Copy out the lines below exactly, leaving out the pictures.

### [RECORDS SUPPLIED]
-.-.-

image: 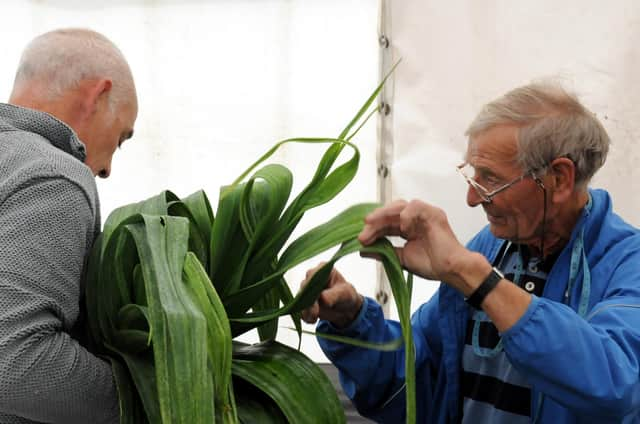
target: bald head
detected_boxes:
[9,28,138,178]
[11,28,135,105]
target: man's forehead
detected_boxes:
[466,125,518,162]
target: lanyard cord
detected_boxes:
[528,194,593,424]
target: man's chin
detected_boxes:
[489,222,509,239]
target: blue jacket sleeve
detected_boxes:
[503,237,640,419]
[317,294,441,422]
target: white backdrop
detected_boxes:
[380,0,640,318]
[0,0,378,360]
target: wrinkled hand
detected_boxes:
[358,200,490,293]
[300,263,364,328]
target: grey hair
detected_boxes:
[465,81,610,189]
[14,28,135,107]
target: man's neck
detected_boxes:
[525,190,589,260]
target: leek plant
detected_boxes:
[86,68,415,424]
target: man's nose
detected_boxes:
[467,184,484,208]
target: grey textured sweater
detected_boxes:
[0,104,118,424]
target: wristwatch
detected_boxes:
[465,267,504,310]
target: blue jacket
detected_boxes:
[318,190,640,424]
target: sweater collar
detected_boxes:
[0,103,87,162]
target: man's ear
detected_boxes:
[549,158,576,203]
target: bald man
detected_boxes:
[0,29,138,423]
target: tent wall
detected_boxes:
[378,0,640,316]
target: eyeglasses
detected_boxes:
[456,162,535,203]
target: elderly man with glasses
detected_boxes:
[303,83,640,424]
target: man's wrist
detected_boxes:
[331,293,364,330]
[455,251,493,298]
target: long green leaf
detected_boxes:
[232,341,346,424]
[126,215,214,423]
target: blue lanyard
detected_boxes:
[532,194,593,424]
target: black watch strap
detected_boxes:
[465,267,504,310]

-.-.-

### [RESPONSE TO THE EXERCISE]
image: 
target: bald head
detected_boxes:
[9,28,138,178]
[11,28,135,105]
target: man's forehead
detected_boxes:
[466,125,518,162]
target: lanyard cord
detected_boxes:
[528,194,593,424]
target: man's chin
detected_boxes:
[489,222,509,239]
target: blue jacket sleeve
detected_boxes:
[503,237,640,419]
[317,294,441,422]
target: white backdrop
detected_boxes:
[380,0,640,318]
[0,0,378,360]
target: wrinkled hand
detected_boxes:
[358,200,490,293]
[300,263,364,328]
target: grey hair
detected_boxes:
[465,81,610,189]
[14,28,135,107]
target: man's neck
detected_boxes:
[525,190,589,260]
target: leek plant
detected_boxes:
[86,68,415,424]
target: man's nose
detected_boxes:
[467,184,484,208]
target: grey textured sweater
detected_boxes:
[0,104,118,424]
target: wristwatch
detected_boxes:
[465,267,504,310]
target: blue jacket
detected_boxes:
[318,190,640,424]
target: sweater collar
detected_boxes:
[0,103,87,162]
target: man's ear
detected_boxes:
[549,158,576,203]
target: bald man
detected_boxes:
[0,29,138,423]
target: tent wall
detected_boxes:
[378,0,640,316]
target: eyeglasses
detected_boxes:
[456,162,535,203]
target: elderly man with glasses
detected_boxes:
[303,83,640,424]
target: man's wrist
detected_boxes:
[331,293,364,330]
[455,251,493,298]
target: long green leaf
detected_boxes:
[232,341,346,424]
[126,215,214,423]
target: blue lanyard
detected_boxes:
[532,194,593,424]
target: black watch strap
detected_boxes:
[465,267,504,310]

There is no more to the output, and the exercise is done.